_Die Aufgabe_
Ändere in allen Einträgen „kindly identify“ zu „please mark“ und gib die Zeilen sonst unverändert wieder. Lass die Bilder dabei weg.

___ Material zur Übung

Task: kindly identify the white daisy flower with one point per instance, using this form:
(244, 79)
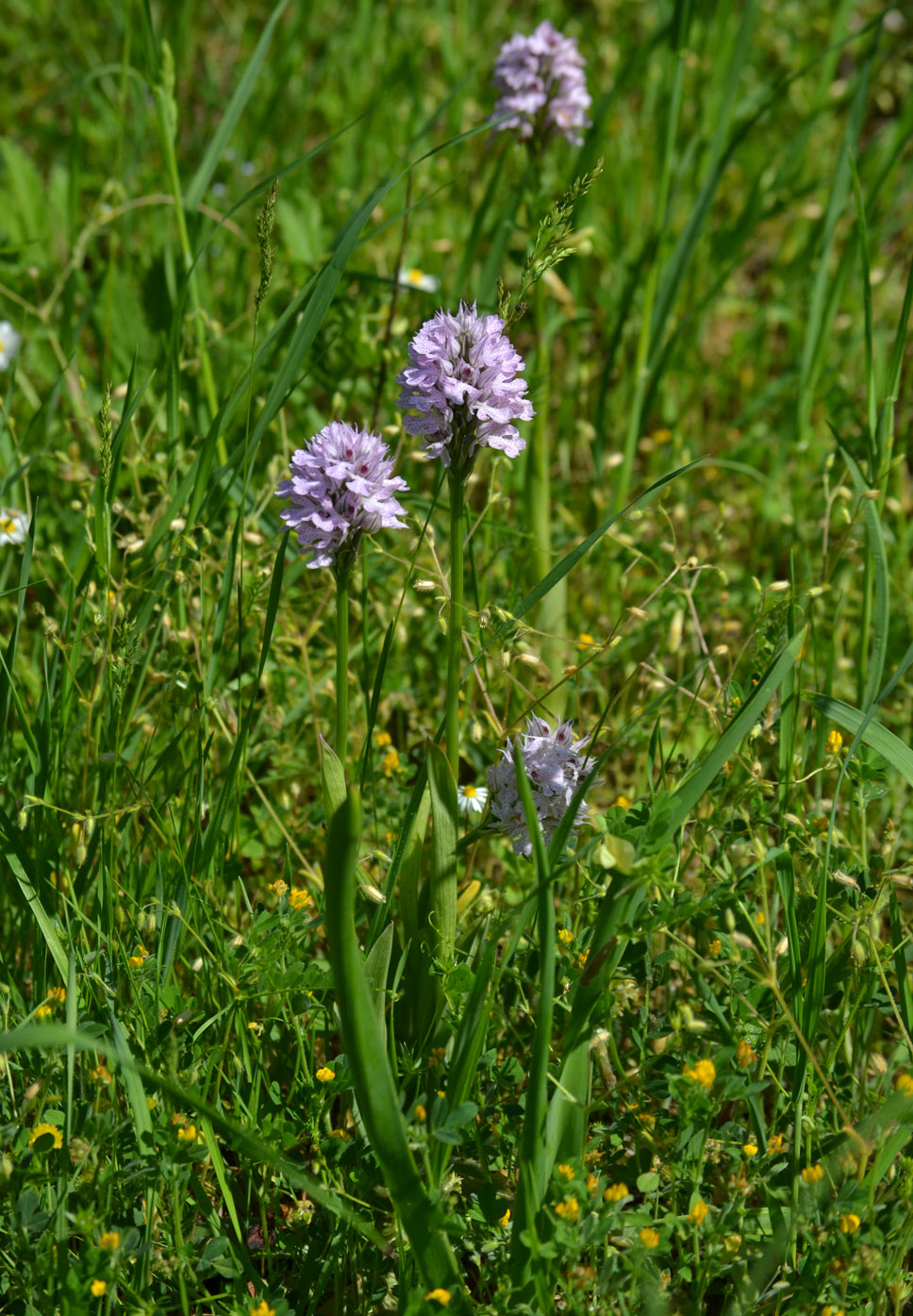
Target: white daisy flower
(472, 799)
(13, 524)
(417, 279)
(9, 341)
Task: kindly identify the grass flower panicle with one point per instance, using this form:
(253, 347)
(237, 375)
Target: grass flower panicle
(9, 341)
(340, 487)
(554, 767)
(542, 87)
(465, 383)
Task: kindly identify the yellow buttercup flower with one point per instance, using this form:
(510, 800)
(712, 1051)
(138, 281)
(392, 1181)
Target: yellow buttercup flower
(703, 1073)
(42, 1131)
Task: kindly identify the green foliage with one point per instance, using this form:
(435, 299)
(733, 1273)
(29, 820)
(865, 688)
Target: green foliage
(272, 1041)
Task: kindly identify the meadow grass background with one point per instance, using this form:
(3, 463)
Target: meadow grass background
(735, 291)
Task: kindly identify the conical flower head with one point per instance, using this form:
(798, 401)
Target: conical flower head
(554, 766)
(340, 487)
(542, 86)
(465, 383)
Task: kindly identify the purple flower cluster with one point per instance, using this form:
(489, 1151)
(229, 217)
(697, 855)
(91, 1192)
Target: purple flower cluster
(554, 769)
(542, 87)
(340, 489)
(463, 382)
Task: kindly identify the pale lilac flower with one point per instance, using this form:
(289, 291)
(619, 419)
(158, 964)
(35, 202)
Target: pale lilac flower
(9, 341)
(472, 799)
(465, 383)
(554, 767)
(542, 87)
(13, 525)
(340, 487)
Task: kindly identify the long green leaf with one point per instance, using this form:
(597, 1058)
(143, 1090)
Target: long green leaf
(373, 1080)
(233, 110)
(672, 809)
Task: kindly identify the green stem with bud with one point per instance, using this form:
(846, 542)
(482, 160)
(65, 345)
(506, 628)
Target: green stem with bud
(456, 620)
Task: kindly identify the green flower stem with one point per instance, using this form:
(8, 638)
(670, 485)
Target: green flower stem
(340, 662)
(366, 1055)
(552, 613)
(166, 141)
(456, 622)
(645, 340)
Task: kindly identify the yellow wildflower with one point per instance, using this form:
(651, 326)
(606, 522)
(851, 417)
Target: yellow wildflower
(703, 1073)
(41, 1131)
(616, 1192)
(745, 1057)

______

_Antwort zur Übung_
Task: please mark the white daisy flower with one point per instance, using this form:
(244, 79)
Target: white daisy flower
(472, 799)
(13, 524)
(417, 279)
(9, 341)
Task: please mark the grass flower panicle with one point per instance, using this form:
(253, 347)
(237, 375)
Target: grass flower panicle
(9, 341)
(340, 487)
(554, 767)
(542, 87)
(465, 383)
Task: please mark the yellow buttercup flower with one point per instance, using this form:
(510, 800)
(712, 1051)
(138, 281)
(392, 1181)
Target: yellow buttercup flower
(703, 1073)
(42, 1131)
Task: please mark the green foliage with one point per instance, using this form:
(435, 299)
(733, 1273)
(29, 820)
(865, 688)
Target: green foliage
(272, 1041)
Task: please mark the meadow grass background with one point per instance, using this form:
(3, 463)
Target: meadow grass background
(735, 291)
Task: please mark the conical flower head with one point per instance, using this form:
(798, 401)
Target: conical flower head
(554, 766)
(340, 487)
(542, 86)
(465, 383)
Task: please mark the purple flower cluster with one point per instance, using this form:
(489, 1151)
(229, 217)
(697, 855)
(91, 1192)
Target: purple flower cluster
(554, 769)
(542, 87)
(340, 489)
(463, 382)
Task: please mark the pale lilac flower with one point per instance, using this form:
(289, 291)
(619, 419)
(158, 964)
(35, 202)
Target: pale lilac flower
(9, 341)
(472, 799)
(465, 383)
(554, 767)
(542, 87)
(13, 525)
(340, 487)
Task: please mark the long green leaf with one point per instance, using this form:
(597, 1058)
(143, 1090)
Target: long green leaf
(373, 1080)
(233, 110)
(672, 809)
Task: please mark the green stem with bud with one point per instance, using this form:
(846, 542)
(482, 160)
(65, 345)
(506, 628)
Target: green stem with bud
(456, 620)
Task: please mark the green flower stem with one point per instance, using this form:
(8, 638)
(670, 485)
Target: green flower stem
(340, 662)
(366, 1055)
(552, 613)
(166, 141)
(456, 622)
(645, 340)
Task: please mark the yellow wildflower with one point per instance, using this form:
(651, 326)
(606, 522)
(851, 417)
Target: yellow wildflower
(703, 1073)
(41, 1131)
(616, 1192)
(745, 1057)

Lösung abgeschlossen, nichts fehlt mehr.